→ Instruction
How many lines in the material below contain the string "every", matching case exactly? Reply with the number alone.

→ Material for the task
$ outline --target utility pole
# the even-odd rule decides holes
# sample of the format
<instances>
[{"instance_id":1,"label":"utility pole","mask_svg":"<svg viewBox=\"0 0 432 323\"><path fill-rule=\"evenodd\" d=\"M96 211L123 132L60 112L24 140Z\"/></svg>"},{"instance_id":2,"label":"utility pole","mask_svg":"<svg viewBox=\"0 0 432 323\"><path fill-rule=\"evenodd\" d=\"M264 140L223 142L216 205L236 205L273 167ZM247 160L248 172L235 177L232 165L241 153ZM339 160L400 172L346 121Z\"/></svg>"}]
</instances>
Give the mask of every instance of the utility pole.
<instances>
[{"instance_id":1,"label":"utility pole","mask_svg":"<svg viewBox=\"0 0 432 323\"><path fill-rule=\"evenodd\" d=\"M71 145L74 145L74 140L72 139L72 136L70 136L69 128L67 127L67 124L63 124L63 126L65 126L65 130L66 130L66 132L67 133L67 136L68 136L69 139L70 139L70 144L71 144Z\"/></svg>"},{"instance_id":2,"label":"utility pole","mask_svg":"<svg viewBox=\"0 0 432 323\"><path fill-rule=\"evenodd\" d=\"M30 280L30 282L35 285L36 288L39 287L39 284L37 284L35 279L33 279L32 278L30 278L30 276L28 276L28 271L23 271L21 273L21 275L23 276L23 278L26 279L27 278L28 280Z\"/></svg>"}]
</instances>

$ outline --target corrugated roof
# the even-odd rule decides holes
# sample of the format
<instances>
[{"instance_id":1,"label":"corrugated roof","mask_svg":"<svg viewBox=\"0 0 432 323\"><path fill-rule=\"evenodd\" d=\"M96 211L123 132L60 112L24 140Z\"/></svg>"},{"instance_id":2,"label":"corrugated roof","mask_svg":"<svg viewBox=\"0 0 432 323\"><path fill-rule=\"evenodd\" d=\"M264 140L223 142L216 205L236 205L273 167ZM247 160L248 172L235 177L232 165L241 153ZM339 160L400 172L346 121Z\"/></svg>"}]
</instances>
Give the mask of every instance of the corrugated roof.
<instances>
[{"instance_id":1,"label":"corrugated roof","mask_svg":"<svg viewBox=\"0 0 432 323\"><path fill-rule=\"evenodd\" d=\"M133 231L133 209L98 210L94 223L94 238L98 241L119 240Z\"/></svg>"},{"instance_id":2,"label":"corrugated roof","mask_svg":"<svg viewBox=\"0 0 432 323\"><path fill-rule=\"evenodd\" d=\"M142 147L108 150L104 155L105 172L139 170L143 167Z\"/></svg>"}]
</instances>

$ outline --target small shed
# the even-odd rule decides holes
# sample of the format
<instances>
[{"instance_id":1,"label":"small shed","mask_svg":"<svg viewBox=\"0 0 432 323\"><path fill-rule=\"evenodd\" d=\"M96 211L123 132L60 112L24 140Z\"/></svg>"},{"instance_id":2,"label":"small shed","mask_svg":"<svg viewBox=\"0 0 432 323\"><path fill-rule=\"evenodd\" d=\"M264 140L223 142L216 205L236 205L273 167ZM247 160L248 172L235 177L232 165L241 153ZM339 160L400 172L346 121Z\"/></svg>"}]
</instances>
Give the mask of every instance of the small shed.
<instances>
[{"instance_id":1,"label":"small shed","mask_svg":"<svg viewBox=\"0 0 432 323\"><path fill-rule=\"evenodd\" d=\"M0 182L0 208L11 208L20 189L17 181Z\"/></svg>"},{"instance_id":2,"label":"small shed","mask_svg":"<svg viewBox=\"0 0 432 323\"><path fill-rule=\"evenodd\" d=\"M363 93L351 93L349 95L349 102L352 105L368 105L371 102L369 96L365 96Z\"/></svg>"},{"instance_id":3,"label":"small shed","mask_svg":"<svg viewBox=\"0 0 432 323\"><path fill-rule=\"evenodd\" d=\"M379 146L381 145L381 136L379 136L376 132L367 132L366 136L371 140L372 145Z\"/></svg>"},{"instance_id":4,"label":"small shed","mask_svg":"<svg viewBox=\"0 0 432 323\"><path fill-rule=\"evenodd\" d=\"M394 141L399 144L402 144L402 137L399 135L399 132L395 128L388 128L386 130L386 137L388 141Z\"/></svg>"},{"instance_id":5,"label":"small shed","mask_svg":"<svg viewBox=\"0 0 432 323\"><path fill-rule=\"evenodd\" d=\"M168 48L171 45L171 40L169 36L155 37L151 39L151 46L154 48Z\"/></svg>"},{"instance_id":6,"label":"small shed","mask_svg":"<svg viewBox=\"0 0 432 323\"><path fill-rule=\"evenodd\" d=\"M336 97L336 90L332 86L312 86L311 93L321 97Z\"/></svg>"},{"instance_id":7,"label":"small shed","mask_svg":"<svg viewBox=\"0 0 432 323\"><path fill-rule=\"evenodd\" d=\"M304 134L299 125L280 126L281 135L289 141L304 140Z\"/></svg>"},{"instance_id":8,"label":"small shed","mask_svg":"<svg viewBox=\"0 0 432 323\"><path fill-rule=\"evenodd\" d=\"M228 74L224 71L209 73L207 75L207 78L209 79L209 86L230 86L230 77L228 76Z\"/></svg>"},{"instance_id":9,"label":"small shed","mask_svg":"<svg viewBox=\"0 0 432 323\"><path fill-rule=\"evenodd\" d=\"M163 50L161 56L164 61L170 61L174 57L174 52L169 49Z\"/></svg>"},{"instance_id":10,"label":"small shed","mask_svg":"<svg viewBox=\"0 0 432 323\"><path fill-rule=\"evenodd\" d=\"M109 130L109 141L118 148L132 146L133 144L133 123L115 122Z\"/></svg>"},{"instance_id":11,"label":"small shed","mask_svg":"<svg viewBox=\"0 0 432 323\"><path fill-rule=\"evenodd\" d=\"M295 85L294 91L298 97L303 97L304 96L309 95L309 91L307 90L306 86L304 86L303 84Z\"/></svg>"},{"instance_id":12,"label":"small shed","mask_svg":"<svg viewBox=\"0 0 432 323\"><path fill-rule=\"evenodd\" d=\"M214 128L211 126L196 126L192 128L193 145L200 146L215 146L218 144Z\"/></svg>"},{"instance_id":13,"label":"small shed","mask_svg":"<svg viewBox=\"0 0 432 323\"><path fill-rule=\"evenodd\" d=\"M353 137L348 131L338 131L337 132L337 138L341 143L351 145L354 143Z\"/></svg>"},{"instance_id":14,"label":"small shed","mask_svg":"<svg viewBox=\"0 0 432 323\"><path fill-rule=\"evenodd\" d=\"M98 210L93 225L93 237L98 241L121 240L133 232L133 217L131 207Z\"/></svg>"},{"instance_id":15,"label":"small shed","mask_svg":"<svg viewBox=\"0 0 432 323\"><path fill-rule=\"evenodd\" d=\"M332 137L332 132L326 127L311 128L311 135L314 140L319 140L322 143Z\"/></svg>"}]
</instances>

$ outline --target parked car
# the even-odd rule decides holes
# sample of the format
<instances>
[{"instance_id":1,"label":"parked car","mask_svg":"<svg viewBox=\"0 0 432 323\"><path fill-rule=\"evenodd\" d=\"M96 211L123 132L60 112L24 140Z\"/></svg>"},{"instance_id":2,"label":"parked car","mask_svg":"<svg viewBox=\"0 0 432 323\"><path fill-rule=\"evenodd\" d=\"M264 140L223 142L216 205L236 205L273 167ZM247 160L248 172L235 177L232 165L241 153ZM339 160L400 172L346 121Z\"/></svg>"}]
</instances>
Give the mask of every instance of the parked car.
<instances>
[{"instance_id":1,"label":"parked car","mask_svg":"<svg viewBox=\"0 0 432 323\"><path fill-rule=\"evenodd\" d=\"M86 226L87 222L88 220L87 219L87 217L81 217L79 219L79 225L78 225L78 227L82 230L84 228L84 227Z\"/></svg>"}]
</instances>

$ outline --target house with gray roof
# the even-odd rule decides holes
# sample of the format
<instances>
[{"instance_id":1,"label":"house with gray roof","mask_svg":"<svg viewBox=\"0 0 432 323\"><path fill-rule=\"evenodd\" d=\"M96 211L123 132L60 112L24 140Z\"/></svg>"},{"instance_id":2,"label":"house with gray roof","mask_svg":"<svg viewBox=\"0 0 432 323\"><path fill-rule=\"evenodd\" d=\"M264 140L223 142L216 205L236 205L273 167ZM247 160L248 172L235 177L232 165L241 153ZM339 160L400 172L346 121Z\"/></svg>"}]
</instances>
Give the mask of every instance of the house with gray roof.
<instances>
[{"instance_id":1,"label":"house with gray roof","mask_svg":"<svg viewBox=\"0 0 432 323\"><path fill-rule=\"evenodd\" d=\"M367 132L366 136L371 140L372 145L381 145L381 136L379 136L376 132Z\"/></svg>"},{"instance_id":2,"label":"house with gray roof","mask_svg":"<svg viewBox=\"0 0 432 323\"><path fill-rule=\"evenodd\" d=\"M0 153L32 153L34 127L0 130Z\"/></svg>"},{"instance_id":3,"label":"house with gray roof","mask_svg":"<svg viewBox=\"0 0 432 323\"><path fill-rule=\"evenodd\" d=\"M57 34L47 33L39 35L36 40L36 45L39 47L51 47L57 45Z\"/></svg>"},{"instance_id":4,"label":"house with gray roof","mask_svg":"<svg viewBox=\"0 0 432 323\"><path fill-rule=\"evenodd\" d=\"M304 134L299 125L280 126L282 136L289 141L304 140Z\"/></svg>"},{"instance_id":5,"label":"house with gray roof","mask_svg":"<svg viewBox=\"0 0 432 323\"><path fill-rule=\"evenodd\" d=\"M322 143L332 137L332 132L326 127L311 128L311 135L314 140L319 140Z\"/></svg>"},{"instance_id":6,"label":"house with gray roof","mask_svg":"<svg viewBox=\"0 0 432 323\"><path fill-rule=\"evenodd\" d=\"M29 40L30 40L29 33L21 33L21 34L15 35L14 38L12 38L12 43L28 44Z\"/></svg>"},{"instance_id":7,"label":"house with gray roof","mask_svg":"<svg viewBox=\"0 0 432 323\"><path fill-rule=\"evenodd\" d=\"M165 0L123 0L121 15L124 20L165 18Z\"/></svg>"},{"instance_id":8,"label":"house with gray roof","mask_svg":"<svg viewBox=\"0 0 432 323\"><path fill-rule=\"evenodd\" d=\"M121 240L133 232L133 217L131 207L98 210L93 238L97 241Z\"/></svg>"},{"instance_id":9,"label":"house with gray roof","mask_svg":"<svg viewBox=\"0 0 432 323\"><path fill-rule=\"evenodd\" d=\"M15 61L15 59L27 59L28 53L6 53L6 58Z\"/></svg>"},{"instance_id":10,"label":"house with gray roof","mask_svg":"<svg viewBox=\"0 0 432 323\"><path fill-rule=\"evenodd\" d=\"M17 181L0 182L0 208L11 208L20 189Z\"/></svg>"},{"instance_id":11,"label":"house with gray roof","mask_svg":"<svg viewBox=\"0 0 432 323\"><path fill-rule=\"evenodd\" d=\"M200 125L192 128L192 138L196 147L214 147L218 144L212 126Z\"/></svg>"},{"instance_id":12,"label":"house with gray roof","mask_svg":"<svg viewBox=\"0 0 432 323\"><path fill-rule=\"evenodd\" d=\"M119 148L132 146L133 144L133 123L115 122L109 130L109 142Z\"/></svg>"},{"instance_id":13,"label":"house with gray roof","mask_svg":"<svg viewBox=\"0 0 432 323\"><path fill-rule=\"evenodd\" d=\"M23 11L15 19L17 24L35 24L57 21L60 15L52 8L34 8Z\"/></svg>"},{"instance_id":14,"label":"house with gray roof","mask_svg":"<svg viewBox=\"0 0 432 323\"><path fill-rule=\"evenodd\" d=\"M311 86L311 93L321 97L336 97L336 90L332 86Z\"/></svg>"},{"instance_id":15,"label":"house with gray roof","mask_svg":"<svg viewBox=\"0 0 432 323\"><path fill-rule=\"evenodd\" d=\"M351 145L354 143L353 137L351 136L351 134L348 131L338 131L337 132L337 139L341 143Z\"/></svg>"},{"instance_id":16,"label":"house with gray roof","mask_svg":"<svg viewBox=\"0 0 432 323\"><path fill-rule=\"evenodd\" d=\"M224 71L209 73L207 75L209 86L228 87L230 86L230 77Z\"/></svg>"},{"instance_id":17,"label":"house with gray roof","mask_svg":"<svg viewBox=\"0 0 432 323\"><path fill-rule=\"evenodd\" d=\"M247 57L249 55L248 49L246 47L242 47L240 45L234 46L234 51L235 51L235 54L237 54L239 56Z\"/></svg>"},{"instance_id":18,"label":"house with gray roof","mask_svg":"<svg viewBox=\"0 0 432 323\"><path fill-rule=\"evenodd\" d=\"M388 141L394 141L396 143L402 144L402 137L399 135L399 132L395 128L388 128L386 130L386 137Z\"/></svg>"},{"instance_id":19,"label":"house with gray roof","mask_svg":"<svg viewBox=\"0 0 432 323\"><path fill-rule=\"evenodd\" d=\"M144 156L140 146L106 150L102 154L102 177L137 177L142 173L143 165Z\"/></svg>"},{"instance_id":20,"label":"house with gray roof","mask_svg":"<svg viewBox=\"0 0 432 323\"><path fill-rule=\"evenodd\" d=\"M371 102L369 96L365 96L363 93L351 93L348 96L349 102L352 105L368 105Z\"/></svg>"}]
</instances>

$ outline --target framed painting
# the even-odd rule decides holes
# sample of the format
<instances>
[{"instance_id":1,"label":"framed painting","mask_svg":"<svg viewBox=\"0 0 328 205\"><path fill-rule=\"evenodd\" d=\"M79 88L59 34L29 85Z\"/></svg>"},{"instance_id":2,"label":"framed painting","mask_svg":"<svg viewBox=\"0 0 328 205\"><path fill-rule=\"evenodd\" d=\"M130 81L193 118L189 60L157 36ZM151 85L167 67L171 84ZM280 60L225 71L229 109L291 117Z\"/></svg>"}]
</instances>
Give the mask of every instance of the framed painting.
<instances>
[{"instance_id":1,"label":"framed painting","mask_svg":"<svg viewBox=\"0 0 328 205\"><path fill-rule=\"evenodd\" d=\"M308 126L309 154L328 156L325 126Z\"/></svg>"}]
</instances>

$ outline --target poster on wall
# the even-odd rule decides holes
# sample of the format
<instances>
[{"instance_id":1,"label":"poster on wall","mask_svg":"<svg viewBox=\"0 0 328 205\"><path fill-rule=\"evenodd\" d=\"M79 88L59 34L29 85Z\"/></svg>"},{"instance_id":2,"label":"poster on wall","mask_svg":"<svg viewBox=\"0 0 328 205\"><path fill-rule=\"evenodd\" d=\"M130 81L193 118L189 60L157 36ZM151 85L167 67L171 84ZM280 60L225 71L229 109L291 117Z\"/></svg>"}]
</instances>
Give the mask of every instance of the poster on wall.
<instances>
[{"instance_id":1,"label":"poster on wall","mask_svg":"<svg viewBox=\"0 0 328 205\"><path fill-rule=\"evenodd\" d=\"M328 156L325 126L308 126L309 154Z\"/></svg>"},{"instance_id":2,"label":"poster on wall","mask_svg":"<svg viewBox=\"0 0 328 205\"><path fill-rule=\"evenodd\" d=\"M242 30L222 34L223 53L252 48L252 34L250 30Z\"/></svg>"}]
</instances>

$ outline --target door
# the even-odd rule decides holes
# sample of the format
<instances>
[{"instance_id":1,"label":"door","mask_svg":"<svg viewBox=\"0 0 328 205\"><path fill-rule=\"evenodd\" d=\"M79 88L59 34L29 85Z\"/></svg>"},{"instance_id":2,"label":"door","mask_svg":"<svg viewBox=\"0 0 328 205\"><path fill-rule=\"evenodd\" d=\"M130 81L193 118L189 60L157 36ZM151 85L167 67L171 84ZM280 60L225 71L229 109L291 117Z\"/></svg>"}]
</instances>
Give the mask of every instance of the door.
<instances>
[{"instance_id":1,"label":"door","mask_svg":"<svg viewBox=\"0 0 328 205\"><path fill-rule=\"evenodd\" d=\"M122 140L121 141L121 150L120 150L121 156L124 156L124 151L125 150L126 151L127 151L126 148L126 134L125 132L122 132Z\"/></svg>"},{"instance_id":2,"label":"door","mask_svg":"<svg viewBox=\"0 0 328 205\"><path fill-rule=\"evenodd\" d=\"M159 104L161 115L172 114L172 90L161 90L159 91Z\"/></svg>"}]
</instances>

→ Answer for this exercise
8